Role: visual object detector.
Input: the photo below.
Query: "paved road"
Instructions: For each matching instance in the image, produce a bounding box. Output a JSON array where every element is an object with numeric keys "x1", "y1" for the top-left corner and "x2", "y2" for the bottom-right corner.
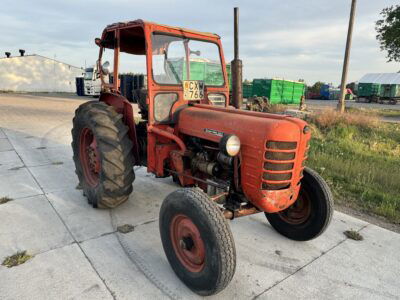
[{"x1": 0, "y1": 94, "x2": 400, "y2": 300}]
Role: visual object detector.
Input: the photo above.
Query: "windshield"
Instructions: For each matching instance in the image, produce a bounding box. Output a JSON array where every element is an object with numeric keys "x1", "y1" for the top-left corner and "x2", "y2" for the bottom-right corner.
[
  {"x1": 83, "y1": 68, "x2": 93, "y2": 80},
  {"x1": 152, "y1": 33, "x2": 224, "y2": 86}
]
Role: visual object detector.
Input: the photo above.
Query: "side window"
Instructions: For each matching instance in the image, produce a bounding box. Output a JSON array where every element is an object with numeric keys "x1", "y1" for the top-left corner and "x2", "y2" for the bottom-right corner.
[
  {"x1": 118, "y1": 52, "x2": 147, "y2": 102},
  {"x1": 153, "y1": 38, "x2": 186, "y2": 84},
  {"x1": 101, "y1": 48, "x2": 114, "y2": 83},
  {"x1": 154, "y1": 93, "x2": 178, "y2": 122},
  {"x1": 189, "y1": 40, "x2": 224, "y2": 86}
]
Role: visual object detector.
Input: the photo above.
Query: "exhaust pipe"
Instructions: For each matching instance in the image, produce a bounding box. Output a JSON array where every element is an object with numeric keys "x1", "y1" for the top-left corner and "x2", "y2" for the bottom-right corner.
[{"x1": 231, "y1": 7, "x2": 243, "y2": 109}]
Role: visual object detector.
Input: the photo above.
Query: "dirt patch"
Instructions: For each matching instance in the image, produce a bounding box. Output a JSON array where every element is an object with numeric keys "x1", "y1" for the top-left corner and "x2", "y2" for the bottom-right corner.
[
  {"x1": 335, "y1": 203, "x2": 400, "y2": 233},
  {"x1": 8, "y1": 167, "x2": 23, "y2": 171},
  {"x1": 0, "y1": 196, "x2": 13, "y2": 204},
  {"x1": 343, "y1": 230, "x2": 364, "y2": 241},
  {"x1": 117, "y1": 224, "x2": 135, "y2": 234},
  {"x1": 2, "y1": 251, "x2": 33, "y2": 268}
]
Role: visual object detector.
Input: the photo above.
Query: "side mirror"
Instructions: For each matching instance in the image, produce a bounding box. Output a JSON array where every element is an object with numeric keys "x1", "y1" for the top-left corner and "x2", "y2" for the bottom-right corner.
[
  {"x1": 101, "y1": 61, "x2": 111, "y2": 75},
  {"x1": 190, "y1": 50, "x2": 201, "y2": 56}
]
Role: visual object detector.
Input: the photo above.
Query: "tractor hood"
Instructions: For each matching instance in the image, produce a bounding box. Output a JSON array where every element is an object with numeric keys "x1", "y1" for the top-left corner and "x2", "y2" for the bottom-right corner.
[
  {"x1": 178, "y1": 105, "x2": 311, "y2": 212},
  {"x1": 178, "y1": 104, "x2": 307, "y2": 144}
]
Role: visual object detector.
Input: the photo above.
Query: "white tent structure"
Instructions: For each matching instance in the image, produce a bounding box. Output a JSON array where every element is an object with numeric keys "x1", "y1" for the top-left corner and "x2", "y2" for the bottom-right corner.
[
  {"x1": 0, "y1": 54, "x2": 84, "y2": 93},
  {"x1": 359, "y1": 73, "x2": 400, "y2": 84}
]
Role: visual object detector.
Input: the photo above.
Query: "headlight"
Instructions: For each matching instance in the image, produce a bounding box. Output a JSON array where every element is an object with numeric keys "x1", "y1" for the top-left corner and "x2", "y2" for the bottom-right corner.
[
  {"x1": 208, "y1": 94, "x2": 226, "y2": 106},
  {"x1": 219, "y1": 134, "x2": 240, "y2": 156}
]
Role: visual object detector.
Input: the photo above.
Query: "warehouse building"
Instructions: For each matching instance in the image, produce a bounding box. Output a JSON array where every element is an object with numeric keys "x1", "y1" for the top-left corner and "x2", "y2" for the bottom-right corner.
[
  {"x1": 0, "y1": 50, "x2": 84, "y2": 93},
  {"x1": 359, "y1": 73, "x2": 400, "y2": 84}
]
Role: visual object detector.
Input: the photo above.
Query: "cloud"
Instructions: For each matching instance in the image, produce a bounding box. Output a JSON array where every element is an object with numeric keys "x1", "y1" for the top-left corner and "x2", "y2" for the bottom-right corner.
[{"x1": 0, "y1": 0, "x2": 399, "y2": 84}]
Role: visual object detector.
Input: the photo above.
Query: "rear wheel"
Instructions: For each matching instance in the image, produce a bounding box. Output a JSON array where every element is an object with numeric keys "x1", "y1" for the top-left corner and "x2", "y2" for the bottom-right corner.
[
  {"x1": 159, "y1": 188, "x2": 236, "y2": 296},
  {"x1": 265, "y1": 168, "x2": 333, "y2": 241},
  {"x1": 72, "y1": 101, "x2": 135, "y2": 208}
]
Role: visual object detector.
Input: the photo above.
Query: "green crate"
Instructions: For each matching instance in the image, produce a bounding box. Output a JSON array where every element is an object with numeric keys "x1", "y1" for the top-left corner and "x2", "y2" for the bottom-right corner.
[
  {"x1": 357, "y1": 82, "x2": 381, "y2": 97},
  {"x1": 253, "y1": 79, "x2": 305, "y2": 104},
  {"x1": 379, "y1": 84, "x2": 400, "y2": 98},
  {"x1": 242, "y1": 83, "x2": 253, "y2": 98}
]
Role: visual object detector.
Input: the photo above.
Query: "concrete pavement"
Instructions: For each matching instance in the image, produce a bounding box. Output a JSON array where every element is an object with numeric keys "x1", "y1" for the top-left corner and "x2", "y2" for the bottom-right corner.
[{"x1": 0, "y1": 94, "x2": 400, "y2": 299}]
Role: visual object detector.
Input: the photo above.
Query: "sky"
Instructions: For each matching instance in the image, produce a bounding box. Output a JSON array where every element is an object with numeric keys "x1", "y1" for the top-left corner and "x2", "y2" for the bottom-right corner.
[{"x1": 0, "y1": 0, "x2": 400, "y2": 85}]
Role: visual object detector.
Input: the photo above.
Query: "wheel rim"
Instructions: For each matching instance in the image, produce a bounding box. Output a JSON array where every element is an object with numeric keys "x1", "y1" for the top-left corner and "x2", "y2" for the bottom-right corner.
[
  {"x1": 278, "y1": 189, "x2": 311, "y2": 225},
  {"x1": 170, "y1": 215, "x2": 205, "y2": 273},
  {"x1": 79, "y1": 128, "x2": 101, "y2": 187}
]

────────────────

• _INSTRUCTIONS FOR THE TASK_: Show every line of the records that contains the word "side". Case counts.

• _SOLUTION_:
Query: "side window"
Query: "side mirror"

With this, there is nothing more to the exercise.